- Problem set
(1) In the smoker forum thread, could you change "diffuser plate" to "baffle plate" and write the passage again, beginning at the words "That's kick butt!" and stopping after "doesn't make sense."?
(2) In the smoker forum thread, what size of graphite rope did thood order?

- Source excerpt
━━━━━━━━
That's kick butt! I used a B vent elbow. But I like that Steele box concept better


----------



## coyoteq

I have a friend building me a diffuser plate and a basket, valleypoboy you say your diffuser plate didn't work! Did you make one with graduated holes that get larger away from the firebox? And did you cover up the top of the hole between the Firebox and cooking chamber to make the heat inlet smaller and force it down under the diffuser plate. Has anyone else used the copper high temp RTV and had problems like THOOD, I bought that kind but haven't used it yet, wondering if I should use the red/orange high temp, it says good to 600 degrees and the Copper is rated for 700 degrees so something doesn't make sense.


----------



## thood

Yes I did use the copper RTV between the two halves of the firebox and the connection to the smoke chamber.  No problems there.  But sealing the cover door seems to be the problem.  Neither of the hi temp RTV's held up at all on the door.  I don't have a probe that goes higher than 600*F but I'm sure that the heat under that cover lid is much higher than 700*F.  I wanted to try the woodstove rope but the 1/2" was way too thick to let the door close and seal.   So I'm back to the felt for now.  But I have ordered some 1/4" graphite rope and that's my next fix.  I'll let you know how that comes out.
━━━━━━━━
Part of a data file
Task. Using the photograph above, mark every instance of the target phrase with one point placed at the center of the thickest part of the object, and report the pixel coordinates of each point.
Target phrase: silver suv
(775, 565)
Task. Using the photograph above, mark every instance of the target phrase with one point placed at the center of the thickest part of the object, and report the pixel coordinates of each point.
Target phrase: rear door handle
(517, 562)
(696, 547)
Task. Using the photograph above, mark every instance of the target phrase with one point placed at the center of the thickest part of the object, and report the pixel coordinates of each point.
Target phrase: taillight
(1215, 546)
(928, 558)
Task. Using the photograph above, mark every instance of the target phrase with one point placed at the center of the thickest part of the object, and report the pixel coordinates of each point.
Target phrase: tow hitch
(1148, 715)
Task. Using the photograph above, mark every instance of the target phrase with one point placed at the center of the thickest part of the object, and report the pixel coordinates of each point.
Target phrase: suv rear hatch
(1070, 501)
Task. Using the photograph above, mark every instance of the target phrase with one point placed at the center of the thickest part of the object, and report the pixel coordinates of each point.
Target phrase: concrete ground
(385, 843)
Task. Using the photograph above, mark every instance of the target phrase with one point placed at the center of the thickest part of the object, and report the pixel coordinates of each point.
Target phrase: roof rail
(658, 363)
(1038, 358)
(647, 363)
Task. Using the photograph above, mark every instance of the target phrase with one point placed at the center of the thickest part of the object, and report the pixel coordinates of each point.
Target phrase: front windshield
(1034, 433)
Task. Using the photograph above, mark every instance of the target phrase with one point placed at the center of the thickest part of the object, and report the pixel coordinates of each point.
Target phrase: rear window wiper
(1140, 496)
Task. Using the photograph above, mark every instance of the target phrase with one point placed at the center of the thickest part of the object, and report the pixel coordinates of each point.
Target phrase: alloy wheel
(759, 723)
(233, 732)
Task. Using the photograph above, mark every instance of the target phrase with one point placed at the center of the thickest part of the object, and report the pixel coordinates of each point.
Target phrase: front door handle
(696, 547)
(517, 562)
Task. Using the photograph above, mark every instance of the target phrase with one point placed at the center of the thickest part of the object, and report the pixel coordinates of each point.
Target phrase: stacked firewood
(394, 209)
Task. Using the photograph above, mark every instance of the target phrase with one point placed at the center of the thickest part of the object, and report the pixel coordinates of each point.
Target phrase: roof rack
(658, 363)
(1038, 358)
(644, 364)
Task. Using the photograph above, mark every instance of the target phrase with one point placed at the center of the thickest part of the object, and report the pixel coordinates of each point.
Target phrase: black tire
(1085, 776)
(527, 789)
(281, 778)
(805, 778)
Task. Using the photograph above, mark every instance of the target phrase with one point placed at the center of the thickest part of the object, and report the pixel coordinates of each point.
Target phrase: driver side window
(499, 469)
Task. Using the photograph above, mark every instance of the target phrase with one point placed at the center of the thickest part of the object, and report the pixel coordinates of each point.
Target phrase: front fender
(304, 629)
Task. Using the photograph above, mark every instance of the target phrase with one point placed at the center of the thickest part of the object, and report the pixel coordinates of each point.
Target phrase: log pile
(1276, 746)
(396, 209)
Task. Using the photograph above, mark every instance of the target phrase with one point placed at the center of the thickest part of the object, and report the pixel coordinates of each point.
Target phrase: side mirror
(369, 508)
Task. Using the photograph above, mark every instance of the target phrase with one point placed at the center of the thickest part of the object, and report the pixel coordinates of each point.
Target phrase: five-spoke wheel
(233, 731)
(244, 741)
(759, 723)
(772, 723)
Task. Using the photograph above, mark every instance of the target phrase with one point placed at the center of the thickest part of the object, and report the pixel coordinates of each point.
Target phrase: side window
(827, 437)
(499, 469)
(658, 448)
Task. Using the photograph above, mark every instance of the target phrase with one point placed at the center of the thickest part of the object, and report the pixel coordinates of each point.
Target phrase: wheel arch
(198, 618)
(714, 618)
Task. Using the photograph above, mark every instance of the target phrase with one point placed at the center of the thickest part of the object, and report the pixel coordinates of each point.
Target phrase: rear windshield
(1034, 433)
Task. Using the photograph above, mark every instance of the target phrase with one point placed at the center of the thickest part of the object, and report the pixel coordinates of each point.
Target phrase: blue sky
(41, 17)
━━━━━━━━
- Solutions in order
(1)
That's kick butt! I used a B vent elbow. But I like that Steele box concept better


----------



## coyoteq

I have a friend building me a baffle plate and a basket, valleypoboy you say your baffle plate didn't work! Did you make one with graduated holes that get larger away from the firebox? And did you cover up the top of the hole between the Firebox and cooking chamber to make the heat inlet smaller and force it down under the baffle plate. Has anyone else used the copper high temp RTV and had problems like THOOD, I bought that kind but haven't used it yet, wondering if I should use the red/orange high temp, it says good to 600 degrees and the Copper is rated for 700 degrees so something doesn't make sense.

(2) 1/4"